EXERCISE MATERIAL:
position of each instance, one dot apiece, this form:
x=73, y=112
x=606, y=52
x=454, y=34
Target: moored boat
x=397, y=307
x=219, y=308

PROBLEM TO WORK ON:
The full set of entries above needs to be restated word for word.

WRITTEN ANSWER:
position of each instance, one dot apiece, this form:
x=73, y=112
x=606, y=52
x=454, y=34
Target: moored boat
x=397, y=307
x=219, y=308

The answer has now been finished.